- TEKS YANG DISEDIAKAN:
- - - - - - -
Kementerian Perhubungan banyak sekali membangun bandara dan pelabuhan sampai di ujung-ujung pulau Indonesia. Bagaimana masa depan pengelolaannya? Ada 235 bandara di seluruh Indonesia. Siapa yang pernah melihat dua pertiganya saja? Hahaha (tertawa), pasti belum ada kan? Dari jumlah itu, Angkasa Pura 1 mengelola 13 bandara, Angkasa Pura 2 kelola 13 bandara. BP Batam mengelola satu bandara, dan 28 bandara dikelola Pemda. Sisanya? Sebanyak 180 bandara dikelola Kementerian Perhubungan. Bagaimana pengelolaan ke depan? Apakah akan dikomersialkan? Ya, tergantung. Kita melihat kondisi perekonomian suatu daerah. Sorong, misalnya, sekarang menjadi salah satu hub Indonesia di paling timur. Di tanah Papua. Meskipun bandaranya bagus, dan besar, tetapi kalau diserahkan jadi komersial, pasti akan ada yang teriak. Sebab dampaknya, charge naik. 
          Sekarang ini, pengelolaan bandara-bandara Kemenhub, sistemnya BLU (Badan Layanan Umum), dan pendapatannya PNBP (Pendapatan Negara Bukan Pajak). Dengan sistem BLU, maka ada kelonggaran, karena pembiayaan tidak menggunakan standar yang sulit, tapi kualitas layanan tetap baik.  Coba, kalau bukan BLU, pegawai honorer misalnya dibayar Rp2 juta, ya mungkin nggak bisa mengharapkan kerjanya bagus sekali. Jadi masa depan pengelolaan bandara atau pelabuhan, kuncinya, daerah itu bisa komersial atau tidak. Thats the key.
          Di Papua, ada 54 bandara. Tapi yang dikelola Angkasa Pura 1 hanya di Biak. Itu pun pengelolaan komersil tapi nggak karu-karuan. Berantakan, belum terurus. Penumpang masih kurang, jumlah pesawat kurang. Padahal Bandara Biak itu, salah satu runway-nya terbaik di Indonesia. Jadi, kalau dikomersilkan, sementara pendapatannya sedikit ya, biayanya mepet-mepet.
 
Jadi, nasib Bandara Biak bagaimana? Apakah Angkasa Pura 1 mau mengembalikannya ke Kemenhub? Saya bilang sama Dirut AP1, kalau ngga bisa (urus Biak), ya kembalikan ke Kemenhub. Tapi, dia (Dirut AP1) menjawab, minta waktu. Lha, saya ledek saja. “Kamu itu sudah tua. Mau minta waktu berapa lama? Hahaha... (tertawa)”
- - - - - - -
- DATA YANG DIBERIKAN:
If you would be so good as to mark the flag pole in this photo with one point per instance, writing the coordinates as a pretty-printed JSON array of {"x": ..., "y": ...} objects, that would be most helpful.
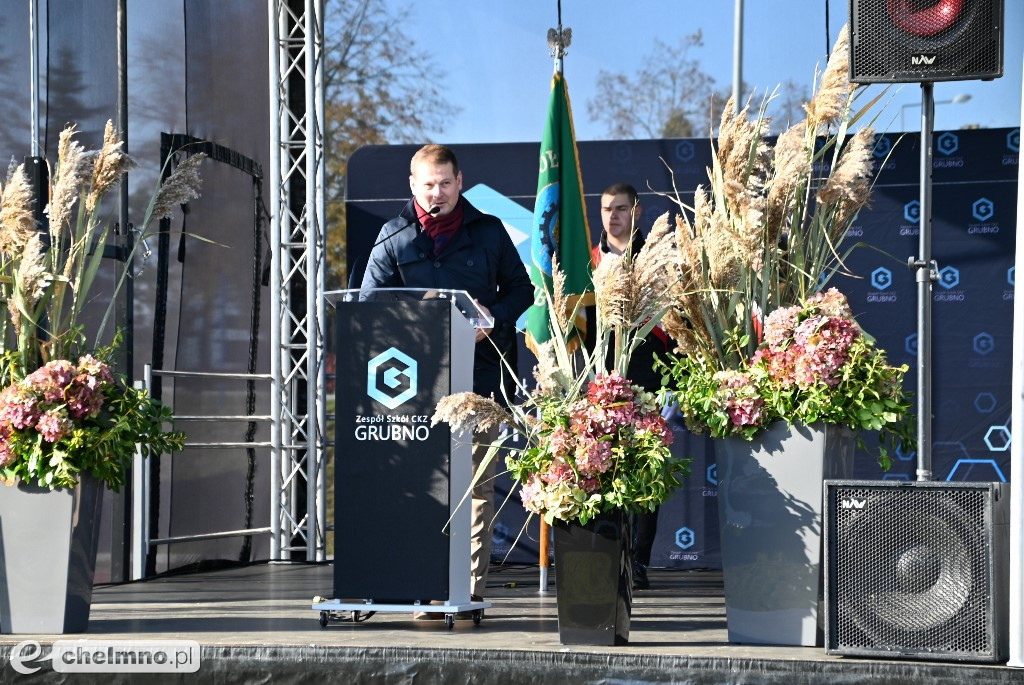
- - - - - - -
Salin kembali tanpa perubahan bagian teks tentang pengelolaan bandara di antara "Kementerian Perhubungan banyak" dan "dampaknya, charge naik.", kedua batas itu ikut disalin. Baris-baris di atas merupakan bahan yang terpisah dari teks.

- JAWABAN LENGKAP:
Kementerian Perhubungan banyak sekali membangun bandara dan pelabuhan sampai di ujung-ujung pulau Indonesia. Bagaimana masa depan pengelolaannya? Ada 235 bandara di seluruh Indonesia. Siapa yang pernah melihat dua pertiganya saja? Hahaha (tertawa), pasti belum ada kan? Dari jumlah itu, Angkasa Pura 1 mengelola 13 bandara, Angkasa Pura 2 kelola 13 bandara. BP Batam mengelola satu bandara, dan 28 bandara dikelola Pemda. Sisanya? Sebanyak 180 bandara dikelola Kementerian Perhubungan. Bagaimana pengelolaan ke depan? Apakah akan dikomersialkan? Ya, tergantung. Kita melihat kondisi perekonomian suatu daerah. Sorong, misalnya, sekarang menjadi salah satu hub Indonesia di paling timur. Di tanah Papua. Meskipun bandaranya bagus, dan besar, tetapi kalau diserahkan jadi komersial, pasti akan ada yang teriak. Sebab dampaknya, charge naik.